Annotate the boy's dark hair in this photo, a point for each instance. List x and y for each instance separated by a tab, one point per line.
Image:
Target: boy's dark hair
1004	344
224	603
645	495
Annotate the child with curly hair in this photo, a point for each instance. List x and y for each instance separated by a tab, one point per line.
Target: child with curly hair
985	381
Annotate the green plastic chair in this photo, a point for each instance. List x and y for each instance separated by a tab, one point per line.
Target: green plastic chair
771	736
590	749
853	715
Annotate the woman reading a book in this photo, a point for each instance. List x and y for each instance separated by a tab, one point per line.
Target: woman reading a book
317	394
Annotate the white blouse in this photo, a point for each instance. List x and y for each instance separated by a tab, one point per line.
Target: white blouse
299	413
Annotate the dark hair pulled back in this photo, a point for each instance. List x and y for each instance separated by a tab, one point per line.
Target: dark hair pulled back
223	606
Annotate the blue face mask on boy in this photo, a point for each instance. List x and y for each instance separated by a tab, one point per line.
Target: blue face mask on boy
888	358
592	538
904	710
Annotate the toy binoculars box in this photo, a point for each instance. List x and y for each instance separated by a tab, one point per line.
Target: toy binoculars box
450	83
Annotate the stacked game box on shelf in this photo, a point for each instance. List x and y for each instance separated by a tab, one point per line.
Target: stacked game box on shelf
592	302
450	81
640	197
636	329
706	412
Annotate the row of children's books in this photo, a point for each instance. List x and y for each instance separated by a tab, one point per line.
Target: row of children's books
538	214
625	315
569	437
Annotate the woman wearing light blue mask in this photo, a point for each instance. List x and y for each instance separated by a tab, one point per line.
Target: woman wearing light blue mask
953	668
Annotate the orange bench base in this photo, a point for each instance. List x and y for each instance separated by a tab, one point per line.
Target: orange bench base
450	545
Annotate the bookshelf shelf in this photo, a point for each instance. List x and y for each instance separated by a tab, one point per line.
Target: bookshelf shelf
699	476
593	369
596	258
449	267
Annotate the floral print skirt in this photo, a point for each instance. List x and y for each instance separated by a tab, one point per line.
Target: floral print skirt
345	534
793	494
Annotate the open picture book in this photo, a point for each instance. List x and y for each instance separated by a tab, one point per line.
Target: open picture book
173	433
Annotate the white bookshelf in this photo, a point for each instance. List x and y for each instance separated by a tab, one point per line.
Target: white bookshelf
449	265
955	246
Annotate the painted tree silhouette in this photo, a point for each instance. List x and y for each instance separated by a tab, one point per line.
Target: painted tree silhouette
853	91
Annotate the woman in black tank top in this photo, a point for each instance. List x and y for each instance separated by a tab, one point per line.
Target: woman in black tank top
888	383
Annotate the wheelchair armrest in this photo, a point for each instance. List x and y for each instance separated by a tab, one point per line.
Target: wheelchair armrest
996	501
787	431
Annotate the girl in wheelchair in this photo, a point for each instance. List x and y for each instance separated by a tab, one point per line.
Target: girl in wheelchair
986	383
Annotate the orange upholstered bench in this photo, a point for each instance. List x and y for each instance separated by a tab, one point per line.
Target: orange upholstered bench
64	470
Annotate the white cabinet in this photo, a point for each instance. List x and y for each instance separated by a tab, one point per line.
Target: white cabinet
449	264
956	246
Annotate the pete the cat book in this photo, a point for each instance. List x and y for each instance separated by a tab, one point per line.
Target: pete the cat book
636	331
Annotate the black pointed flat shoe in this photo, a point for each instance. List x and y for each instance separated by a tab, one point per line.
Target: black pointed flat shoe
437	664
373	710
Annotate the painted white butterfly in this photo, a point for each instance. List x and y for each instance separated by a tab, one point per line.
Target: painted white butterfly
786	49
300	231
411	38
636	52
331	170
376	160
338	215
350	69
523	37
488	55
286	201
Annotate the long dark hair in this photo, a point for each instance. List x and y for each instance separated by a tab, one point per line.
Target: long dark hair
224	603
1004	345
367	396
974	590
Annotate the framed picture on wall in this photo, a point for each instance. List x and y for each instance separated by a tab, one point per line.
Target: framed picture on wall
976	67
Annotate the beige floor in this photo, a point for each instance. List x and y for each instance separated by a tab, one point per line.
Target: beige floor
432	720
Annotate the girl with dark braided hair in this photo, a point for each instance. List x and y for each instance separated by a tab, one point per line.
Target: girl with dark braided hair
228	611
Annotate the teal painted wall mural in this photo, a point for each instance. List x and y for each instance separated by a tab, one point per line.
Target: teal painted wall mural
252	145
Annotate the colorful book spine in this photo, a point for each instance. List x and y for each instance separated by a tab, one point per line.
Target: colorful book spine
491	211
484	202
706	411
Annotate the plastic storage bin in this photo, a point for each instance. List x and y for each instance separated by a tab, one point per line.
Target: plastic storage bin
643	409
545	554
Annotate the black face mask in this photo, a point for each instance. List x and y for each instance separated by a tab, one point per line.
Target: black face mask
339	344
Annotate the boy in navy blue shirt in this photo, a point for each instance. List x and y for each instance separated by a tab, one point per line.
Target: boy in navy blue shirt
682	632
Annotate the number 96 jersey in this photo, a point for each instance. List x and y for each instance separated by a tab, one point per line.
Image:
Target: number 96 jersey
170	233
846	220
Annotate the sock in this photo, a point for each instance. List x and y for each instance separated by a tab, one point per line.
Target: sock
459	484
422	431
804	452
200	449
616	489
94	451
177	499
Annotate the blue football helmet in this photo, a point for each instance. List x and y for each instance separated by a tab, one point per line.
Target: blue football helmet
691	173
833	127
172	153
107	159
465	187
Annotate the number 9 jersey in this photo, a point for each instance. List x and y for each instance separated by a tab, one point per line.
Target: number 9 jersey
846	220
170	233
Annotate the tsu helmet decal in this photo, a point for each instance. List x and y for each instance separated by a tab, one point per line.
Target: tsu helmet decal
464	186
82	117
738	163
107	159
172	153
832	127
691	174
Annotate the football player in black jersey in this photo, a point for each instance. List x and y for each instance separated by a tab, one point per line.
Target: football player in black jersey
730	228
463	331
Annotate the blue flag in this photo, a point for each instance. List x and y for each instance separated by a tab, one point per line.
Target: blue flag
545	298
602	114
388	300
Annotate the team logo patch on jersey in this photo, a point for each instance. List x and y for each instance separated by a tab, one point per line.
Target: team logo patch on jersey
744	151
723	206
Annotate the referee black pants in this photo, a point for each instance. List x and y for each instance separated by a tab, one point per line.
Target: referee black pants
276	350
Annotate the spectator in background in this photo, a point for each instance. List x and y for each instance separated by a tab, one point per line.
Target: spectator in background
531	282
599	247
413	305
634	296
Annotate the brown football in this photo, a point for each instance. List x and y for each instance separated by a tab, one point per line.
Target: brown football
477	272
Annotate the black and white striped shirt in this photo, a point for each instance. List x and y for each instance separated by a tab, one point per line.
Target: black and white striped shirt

━━━━━━━━━━━━━━━━━━━━━━━━━━━━━━

ASSIGNMENT: Repeat all the lines above verbatim.

RESULT OF THIS TASK:
Annotate the boy's dark hair in this photo, a point for each instance. List x and y for each instance separated by a tab, one point per line.
Image:
Target: boy's dark hair
1004	344
224	603
645	495
Annotate the child with curly hair in this photo, a point for each instance. List x and y for each instance separated by a tab, one point per line.
Target: child with curly hair
985	381
Annotate the green plastic chair in this photo, a point for each instance. List x and y for each instance separated by a tab, one point per line.
Target: green plastic chair
771	736
590	749
853	715
Annotate the woman reading a book in this photo, a point for each instance. List x and y for each instance separated by a tab, one point per line.
Target: woman reading a book
317	394
Annotate the white blouse in this photo, a point for each instance. List x and y for each instance separated by a tab, one point per line.
Target: white blouse
299	413
Annotate the dark hair pulled back in this photo, a point for each instance. List x and y for each instance separated by a tab, one point per line.
Target: dark hair pulled back
223	606
Annotate the blue face mask on boy in this photo, a point for each instance. List x and y for each instance separated by a tab, one point per line.
Target: blue face mask on boy
888	358
592	538
904	710
Annotate the toy binoculars box in this photo, a point for each instance. List x and y for each instance separated by a tab, one point per line.
Target: toy binoculars box
450	83
Annotate the stacked game box on shelf in this photo, a point for each instance. List x and y for each instance separated by a tab, one point per line.
Target: stacked game box on shelf
592	302
450	81
640	197
636	329
706	412
Annotate the row of children's books in this photo, a point for each instance. List x and y for each instance separated by a tab, one point per line.
Target: row of children's books
538	214
625	315
569	437
Annotate the woman wearing light blue mask in this photo, a point for each instance. List x and y for each instance separated by a tab, one point per line.
Target: woman wearing light blue mask
953	668
Annotate the orange bench base in this photo, a point for each instance. List x and y for each instance separated by a tab, one point per line.
Target: orange bench base
450	545
Annotate the bookshelf shelf in this photo, a point for each instance. List x and y for each instance separated by a tab, one point per line.
Target: bookshelf shelf
699	476
593	369
596	258
449	267
Annotate the floral print skirt in this photo, a point for each instance. List x and y for each instance separated by a tab, one point per line.
Target: floral print skirt
345	534
793	494
Annotate the open picture book in this photo, a point for each instance. List x and y for each instance separated by a tab, one point per line.
Target: open picture book
173	433
Annotate the white bookshelf in this photo, a point for each instance. List x and y for each instance separated by a tab, one point per line.
Target: white bookshelf
449	265
955	246
Annotate the painted tree silhouette in this photo, a point for each instance. List x and y for each instance separated by a tab, one point per line.
Target: painted tree silhouette
853	91
Annotate the woman in black tank top in this photo, a point for each instance. List x and y for each instance separated by a tab, one point per line.
Target: woman in black tank top
888	383
Annotate the wheelchair armrest in this photo, a point for each instance. List x and y for each instance separated by a tab, one point per line.
Target: wheelchair armrest
996	501
787	431
Annotate the girl in wheelchair in this photo, a point for each instance. List x and y for each instance separated by a tab, one point per line.
Target: girl in wheelchair
986	383
Annotate the orange upholstered bench in this photo, a point for each instance. List x and y for each instance separated by a tab, one point per line.
Target: orange upholstered bench
64	470
Annotate the white cabinet in this photo, a point for each instance. List x and y for each instance separated by a tab, one point per line.
Target: white cabinet
449	264
956	246
Annotate the pete the cat book in this photo, a point for each instance. List x and y for each instance separated by a tab, one point per line.
Target: pete the cat book
636	331
Annotate the black pointed flat shoe in this photo, a point for each instance. List x and y for each instance separated by a tab, one point per line.
Target: black pointed flat shoe
437	664
373	710
Annotate the painted white butterfly in this photo, a point for each instance. List x and y for each instance separated by a tab, one point per line.
Target: painted white butterfly
786	49
300	231
411	38
636	52
331	170
376	160
338	215
350	69
523	37
488	55
286	201
Annotate the long dark hair in this photo, a point for each instance. List x and y for each instance separated by a tab, one point per line.
Target: long dark hair
224	603
1004	345
367	396
974	590
Annotate the framed picture on wall in this photo, a point for each instance. List x and y for each instance separated by a tab, one point per line.
Target: framed picture on wall
976	67
Annotate the beige floor in this photo, a point for each instance. List x and y for each instance separated by a tab, one point per line.
Target: beige floor
432	720
Annotate the girl with dark braided hair in this photo, a point for each instance. List x and y for each instance separated by a tab, one point per line.
Target: girl with dark braided hair
228	611
Annotate the teal painted wall mural in this photo, a point for each instance. List x and y for each instance separated by a tab, one point per line.
Target: teal painted wall mural
252	145
Annotate the colorful book spine in this photo, a point for each instance. List x and y for each instance separated by a tab, one point per line.
Target: colorful book spine
491	211
484	202
706	411
Annotate the plastic storage bin in this photo, a point for each instance. List x and y for each instance separated by a tab, one point per line.
Target: plastic storage bin
643	409
545	554
Annotate the black face mask in this photo, a point for each instance. List x and y for each instance separated by a tab, one point per line.
Target: black face mask
339	344
Annotate the boy in navy blue shirt in this photo, a point for each instance. List x and y for each instance separated by a tab, one point per line.
Target: boy in navy blue shirt
682	632
Annotate the number 96 jersey in this photo, a point for each instance. List x and y for each instance separated by a tab, one point per line.
Image:
Target: number 96 jersey
170	233
846	220
Annotate the sock in this photo, a point for each instance. List x and y for each instance separated by a tab, one point per line.
Target: sock
459	484
422	431
804	452
200	449
616	489
94	451
177	499
Annotate the blue football helmet in this photo, a point for each instance. List x and y for each instance separated by a tab, one point per line.
Target: blue football helmet
691	173
833	127
172	153
107	159
465	187
Annotate the number 9 jersey in this photo, a point for each instance. List x and y for each instance separated by a tab, one point per line.
Target: number 9 jersey
846	220
170	233
Annotate the tsu helmet decal in this photo, a point for each instance. List x and y for each instance separated by a tab, one point per line.
Target: tsu helmet decal
464	186
82	117
738	163
107	159
172	153
832	127
691	174
Annotate the football player in black jersey in this photo, a point for each instance. List x and y for each instance separated by a tab, one point per line.
Target: football player in black jersey
730	228
463	331
Annotate the blue flag in this photo, a point for each instance. List x and y for each instance separated by a tab, one point per line.
Target: blue flag
545	298
602	114
388	300
Annotate the team logo patch on jersey in this photo, a point for each instance. List x and y for each instance separated by a tab, one point per line.
Target: team logo patch on jersey
744	151
723	206
Annotate the referee black pants in this photo, a point for each instance. List x and y for each instance separated by a tab, one point per line.
Target: referee black pants
276	350
Annotate the spectator in background in this photo, a point for each instance. List x and y for each instance separated by a tab, one point per line.
Target: spectator in background
531	282
599	247
413	305
634	296
Annotate the brown football in this photo, a point for each instance. List x and y for each instance separated by a tab, one point per line.
Target: brown football
477	272
Annotate the black and white striped shirt in this photo, a point for each instance. List x and y for each instance separated by a tab, one point per line.
Target: black and white striped shirt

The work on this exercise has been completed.